Problem description →
All of the data below should be set down again verbatim, without any images.

Source data →
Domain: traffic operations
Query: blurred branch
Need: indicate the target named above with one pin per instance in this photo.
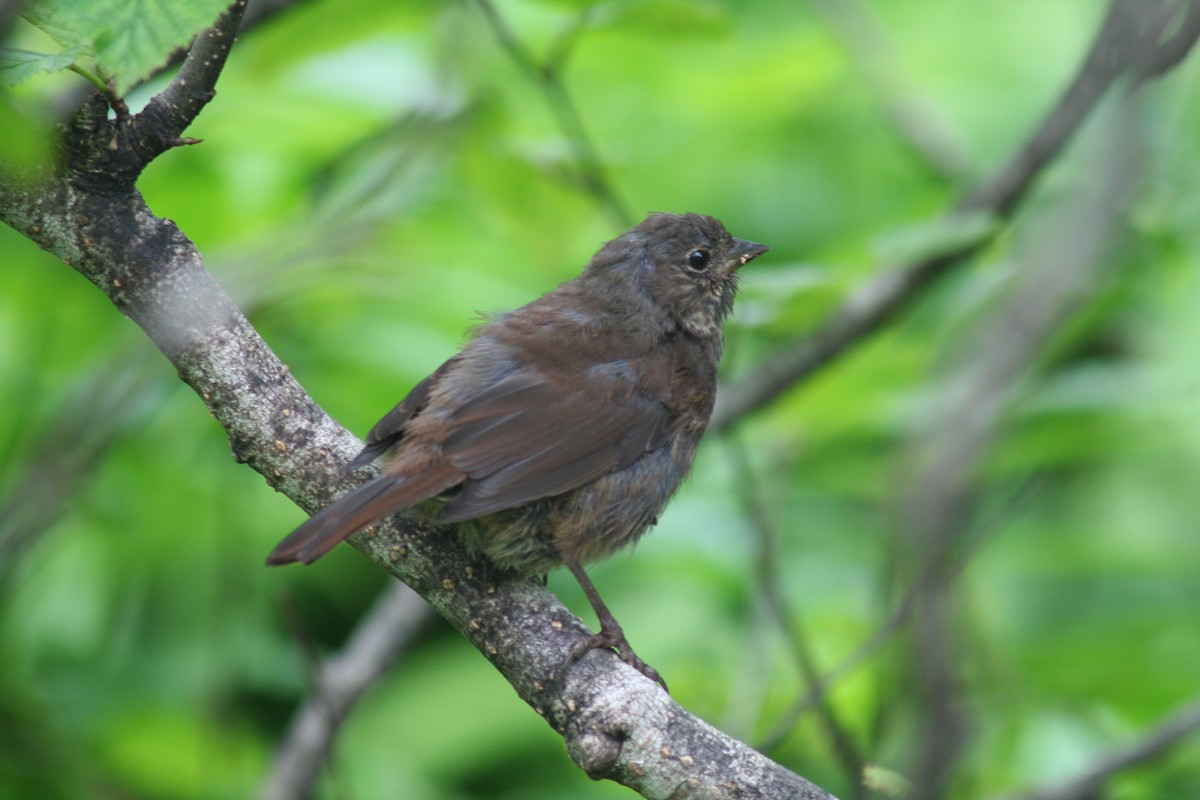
(1129, 38)
(1157, 743)
(378, 639)
(85, 209)
(899, 617)
(592, 173)
(771, 589)
(919, 124)
(1062, 268)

Result →
Domain: traffic operations
Query: blurred branch
Need: indicate the target named above with one pin per instance in this photo.
(1129, 38)
(1157, 743)
(378, 639)
(85, 209)
(899, 617)
(592, 173)
(771, 589)
(919, 124)
(1062, 268)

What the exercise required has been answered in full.